# Task brief:
Each line containing the string "motorcycle" should be copied out of the entries.

Dataset entries:
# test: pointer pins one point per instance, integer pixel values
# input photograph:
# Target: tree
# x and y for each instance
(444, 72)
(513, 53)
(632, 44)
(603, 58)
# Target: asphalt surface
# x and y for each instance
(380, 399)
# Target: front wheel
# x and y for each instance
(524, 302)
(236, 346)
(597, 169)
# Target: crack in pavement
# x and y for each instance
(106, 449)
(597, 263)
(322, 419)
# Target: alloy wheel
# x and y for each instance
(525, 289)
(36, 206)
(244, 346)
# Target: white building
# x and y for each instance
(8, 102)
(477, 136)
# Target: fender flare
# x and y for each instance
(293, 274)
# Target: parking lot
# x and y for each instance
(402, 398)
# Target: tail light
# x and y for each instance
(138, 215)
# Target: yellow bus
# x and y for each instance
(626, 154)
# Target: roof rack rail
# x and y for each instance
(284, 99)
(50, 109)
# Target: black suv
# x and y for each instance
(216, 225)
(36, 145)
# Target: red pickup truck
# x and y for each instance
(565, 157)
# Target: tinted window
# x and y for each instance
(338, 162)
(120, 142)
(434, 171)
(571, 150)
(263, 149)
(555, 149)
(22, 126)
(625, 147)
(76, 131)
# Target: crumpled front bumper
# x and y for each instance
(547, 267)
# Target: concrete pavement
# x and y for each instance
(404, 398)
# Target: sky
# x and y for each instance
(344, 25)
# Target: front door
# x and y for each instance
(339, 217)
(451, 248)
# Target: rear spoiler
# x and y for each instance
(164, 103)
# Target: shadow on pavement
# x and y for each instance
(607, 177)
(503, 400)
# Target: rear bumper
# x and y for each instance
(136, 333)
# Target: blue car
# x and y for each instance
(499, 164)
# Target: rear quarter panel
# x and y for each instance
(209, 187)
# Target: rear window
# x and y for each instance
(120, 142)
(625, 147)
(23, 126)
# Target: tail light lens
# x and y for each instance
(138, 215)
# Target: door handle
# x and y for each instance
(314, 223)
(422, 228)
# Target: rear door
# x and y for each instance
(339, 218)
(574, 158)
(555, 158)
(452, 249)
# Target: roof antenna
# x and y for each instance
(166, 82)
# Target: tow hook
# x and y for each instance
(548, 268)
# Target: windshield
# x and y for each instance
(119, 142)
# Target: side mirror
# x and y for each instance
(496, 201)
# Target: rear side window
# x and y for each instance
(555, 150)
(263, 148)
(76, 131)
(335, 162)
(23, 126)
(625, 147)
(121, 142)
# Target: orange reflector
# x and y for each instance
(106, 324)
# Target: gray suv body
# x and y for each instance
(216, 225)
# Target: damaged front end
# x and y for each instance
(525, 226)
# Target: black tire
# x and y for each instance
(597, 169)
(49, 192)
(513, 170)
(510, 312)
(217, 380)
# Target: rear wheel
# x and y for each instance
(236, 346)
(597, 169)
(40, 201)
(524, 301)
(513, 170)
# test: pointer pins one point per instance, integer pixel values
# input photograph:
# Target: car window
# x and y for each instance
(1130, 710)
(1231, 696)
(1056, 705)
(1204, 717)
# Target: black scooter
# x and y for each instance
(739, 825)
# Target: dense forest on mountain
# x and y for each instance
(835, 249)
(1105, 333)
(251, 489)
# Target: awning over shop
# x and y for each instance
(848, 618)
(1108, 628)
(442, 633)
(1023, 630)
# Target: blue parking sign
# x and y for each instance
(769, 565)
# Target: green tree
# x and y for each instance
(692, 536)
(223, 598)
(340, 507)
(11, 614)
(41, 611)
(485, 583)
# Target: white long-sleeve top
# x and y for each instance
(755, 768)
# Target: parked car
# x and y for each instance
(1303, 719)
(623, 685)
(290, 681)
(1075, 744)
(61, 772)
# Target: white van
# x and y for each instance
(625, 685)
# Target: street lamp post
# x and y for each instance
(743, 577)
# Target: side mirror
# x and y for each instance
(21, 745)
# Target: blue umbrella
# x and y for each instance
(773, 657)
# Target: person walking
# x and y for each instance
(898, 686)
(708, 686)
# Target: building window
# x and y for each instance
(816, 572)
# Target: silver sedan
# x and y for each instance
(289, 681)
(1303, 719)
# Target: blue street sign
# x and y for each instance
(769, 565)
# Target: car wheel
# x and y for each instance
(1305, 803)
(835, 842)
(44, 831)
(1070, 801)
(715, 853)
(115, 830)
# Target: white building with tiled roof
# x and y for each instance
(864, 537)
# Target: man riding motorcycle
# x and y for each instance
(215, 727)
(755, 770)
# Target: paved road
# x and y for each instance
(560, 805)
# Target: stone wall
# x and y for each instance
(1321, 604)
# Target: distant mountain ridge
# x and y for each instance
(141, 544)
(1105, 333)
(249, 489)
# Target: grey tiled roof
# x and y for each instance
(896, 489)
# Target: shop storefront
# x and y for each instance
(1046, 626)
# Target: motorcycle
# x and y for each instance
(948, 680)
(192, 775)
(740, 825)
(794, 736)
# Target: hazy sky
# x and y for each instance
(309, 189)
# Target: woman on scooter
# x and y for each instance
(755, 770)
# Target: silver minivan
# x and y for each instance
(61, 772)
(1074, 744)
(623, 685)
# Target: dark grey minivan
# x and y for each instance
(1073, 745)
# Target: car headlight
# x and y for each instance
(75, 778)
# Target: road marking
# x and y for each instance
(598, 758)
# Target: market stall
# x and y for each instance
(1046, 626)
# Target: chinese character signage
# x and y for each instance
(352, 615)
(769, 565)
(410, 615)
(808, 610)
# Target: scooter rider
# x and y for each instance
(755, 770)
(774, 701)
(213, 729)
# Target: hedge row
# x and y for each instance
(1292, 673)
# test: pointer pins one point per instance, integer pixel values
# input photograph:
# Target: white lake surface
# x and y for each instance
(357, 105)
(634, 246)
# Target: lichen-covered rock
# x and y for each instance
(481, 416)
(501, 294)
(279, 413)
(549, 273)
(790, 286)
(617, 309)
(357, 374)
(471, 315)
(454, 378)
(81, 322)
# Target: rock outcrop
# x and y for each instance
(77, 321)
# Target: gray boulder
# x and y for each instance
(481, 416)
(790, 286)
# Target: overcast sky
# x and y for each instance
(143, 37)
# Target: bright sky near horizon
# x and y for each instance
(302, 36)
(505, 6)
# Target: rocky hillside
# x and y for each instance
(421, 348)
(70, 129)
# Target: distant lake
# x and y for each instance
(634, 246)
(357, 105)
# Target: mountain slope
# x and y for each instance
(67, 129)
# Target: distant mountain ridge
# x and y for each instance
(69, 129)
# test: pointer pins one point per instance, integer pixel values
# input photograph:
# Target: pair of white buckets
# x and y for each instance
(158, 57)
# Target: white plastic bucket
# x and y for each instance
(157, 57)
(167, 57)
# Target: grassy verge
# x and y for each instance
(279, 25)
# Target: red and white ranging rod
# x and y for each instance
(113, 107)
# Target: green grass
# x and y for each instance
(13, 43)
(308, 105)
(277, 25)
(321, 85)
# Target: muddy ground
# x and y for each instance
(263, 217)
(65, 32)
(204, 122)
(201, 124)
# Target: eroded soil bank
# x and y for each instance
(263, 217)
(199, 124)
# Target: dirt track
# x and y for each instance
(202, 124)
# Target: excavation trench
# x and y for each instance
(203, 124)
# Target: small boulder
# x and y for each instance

...

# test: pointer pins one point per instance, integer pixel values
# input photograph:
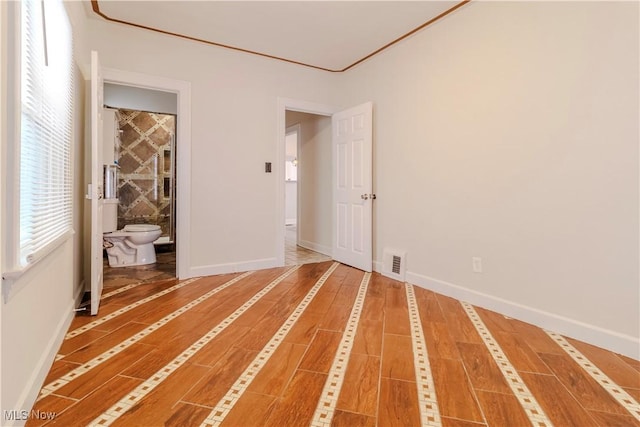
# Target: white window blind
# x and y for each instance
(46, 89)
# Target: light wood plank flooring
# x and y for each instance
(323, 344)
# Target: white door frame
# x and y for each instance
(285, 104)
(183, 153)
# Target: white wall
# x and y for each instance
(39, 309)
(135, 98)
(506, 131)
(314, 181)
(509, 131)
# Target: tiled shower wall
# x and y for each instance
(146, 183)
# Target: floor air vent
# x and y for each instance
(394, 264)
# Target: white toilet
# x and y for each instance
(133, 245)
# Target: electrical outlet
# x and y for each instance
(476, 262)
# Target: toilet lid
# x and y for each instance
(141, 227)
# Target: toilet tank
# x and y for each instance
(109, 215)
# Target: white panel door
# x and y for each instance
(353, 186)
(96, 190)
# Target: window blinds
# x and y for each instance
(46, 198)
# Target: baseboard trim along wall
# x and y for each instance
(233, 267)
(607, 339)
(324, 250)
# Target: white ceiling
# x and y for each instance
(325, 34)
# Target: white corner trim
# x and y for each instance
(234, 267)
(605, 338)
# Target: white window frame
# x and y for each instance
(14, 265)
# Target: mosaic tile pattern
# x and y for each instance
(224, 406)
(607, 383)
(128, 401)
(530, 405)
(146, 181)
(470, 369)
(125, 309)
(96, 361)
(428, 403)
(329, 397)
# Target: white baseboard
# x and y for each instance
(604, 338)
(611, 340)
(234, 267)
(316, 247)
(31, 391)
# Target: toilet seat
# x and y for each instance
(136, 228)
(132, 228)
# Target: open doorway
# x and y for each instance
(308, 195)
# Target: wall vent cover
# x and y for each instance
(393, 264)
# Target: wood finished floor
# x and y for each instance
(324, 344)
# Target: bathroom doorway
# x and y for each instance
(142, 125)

...

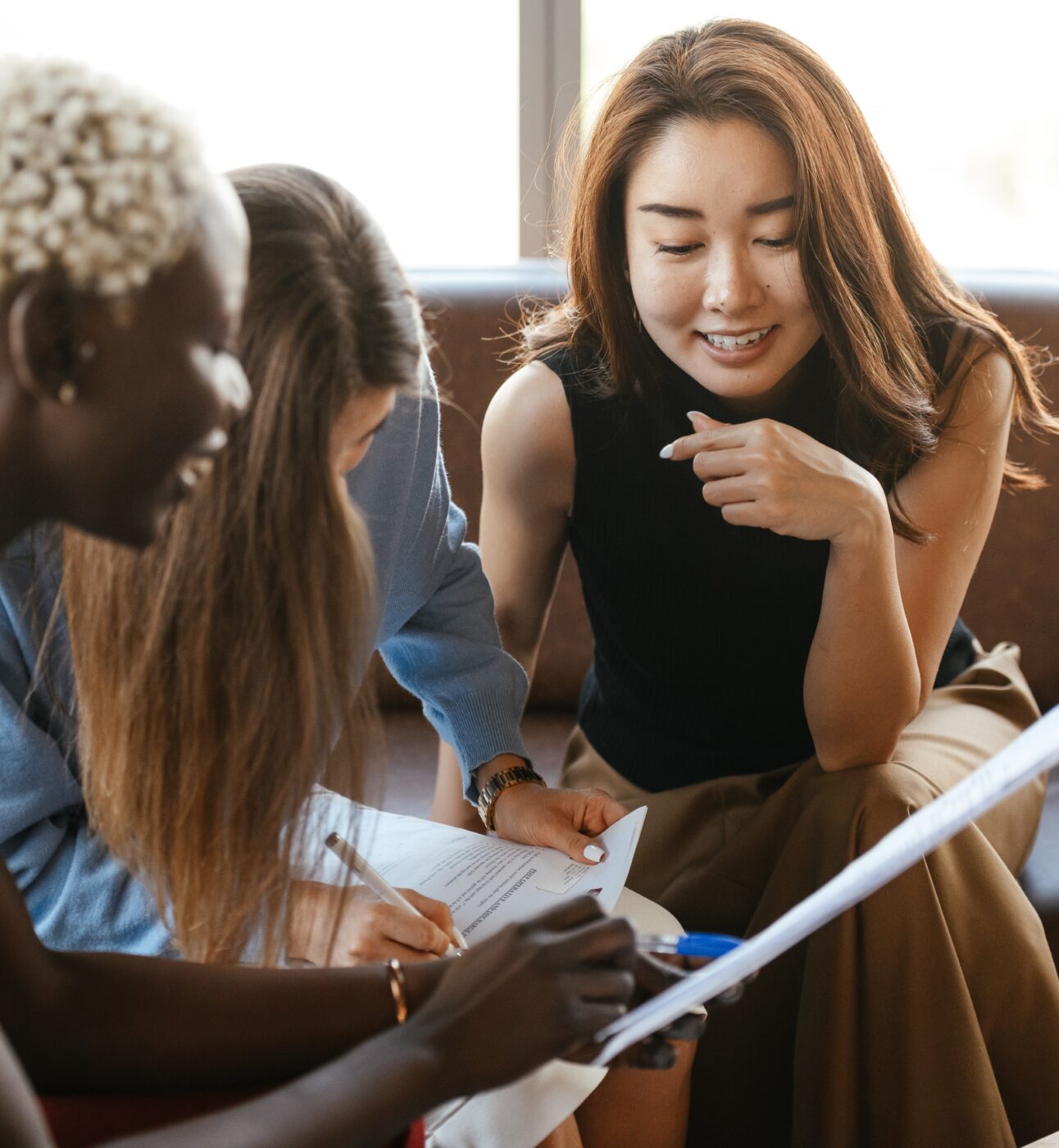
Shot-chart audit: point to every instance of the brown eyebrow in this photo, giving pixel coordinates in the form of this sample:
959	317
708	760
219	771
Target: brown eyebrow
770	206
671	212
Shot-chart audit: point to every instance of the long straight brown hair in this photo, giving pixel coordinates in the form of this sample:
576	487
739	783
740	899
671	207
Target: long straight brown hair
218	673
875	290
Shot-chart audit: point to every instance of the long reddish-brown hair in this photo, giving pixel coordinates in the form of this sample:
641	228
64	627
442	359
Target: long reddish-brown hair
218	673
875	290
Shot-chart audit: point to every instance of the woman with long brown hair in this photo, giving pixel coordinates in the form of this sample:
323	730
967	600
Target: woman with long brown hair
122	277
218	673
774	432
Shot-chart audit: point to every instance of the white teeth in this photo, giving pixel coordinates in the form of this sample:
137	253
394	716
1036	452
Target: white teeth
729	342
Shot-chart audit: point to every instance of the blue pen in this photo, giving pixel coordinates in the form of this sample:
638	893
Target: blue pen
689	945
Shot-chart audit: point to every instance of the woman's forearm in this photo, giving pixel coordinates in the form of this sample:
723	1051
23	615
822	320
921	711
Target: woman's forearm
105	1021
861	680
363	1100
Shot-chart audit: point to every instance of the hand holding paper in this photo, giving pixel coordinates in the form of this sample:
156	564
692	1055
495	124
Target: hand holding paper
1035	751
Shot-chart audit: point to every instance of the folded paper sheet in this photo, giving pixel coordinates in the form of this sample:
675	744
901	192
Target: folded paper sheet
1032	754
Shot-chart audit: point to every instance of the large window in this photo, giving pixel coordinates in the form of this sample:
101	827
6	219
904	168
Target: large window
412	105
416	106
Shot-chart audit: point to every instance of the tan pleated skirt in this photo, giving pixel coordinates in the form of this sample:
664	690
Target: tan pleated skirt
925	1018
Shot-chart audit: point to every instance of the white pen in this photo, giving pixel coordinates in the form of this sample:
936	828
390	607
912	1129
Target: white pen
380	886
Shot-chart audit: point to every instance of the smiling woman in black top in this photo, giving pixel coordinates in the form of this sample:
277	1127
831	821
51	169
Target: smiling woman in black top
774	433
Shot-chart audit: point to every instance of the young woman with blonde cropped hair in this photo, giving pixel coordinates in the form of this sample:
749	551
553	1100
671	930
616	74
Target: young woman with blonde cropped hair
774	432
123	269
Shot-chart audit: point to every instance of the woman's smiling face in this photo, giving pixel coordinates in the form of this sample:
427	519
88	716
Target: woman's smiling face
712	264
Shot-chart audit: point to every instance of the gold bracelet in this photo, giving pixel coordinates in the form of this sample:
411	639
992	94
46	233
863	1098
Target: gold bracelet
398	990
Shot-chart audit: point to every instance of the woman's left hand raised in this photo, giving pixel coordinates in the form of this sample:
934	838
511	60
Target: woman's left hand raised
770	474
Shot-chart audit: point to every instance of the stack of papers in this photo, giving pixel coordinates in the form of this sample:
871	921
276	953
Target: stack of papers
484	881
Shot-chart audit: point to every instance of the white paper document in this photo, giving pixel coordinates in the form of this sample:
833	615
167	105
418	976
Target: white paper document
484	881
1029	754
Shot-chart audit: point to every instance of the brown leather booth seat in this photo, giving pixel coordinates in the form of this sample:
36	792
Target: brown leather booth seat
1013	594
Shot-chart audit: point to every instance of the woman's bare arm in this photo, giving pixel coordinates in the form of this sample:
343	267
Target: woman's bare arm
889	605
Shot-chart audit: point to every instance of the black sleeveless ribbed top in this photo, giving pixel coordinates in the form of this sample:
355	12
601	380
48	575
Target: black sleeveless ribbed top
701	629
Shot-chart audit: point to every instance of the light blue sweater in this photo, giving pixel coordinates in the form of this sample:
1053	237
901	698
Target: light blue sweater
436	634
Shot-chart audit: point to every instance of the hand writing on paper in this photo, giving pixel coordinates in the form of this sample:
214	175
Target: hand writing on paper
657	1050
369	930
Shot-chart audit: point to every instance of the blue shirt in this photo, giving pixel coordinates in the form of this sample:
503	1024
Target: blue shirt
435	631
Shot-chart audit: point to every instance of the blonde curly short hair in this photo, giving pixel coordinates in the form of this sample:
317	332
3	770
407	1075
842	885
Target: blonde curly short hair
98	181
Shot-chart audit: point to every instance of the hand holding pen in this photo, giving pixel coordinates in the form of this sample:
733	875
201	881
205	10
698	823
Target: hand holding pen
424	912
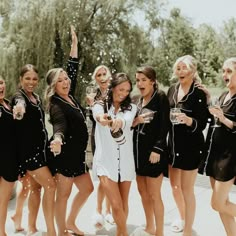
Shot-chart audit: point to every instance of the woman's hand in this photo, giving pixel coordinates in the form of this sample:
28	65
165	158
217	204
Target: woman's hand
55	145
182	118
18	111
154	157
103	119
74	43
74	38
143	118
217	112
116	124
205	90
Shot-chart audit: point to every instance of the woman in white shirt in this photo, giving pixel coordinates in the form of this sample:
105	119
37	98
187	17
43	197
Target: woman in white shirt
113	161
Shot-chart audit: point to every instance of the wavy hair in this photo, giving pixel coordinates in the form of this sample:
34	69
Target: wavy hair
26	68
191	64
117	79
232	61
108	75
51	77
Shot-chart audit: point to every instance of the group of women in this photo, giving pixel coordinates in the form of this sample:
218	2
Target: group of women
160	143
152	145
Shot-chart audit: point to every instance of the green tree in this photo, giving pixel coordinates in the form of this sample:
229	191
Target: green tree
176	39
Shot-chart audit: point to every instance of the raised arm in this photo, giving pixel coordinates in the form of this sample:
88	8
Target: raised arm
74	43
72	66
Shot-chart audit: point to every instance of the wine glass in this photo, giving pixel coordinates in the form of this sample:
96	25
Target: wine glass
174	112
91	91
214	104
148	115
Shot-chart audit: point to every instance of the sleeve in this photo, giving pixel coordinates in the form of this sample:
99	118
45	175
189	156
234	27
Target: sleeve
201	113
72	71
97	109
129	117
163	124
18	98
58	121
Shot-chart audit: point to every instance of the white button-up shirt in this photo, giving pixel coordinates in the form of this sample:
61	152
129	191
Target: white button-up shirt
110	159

# Reply:
# Target: man riding motorcycle
# Target: motorcycle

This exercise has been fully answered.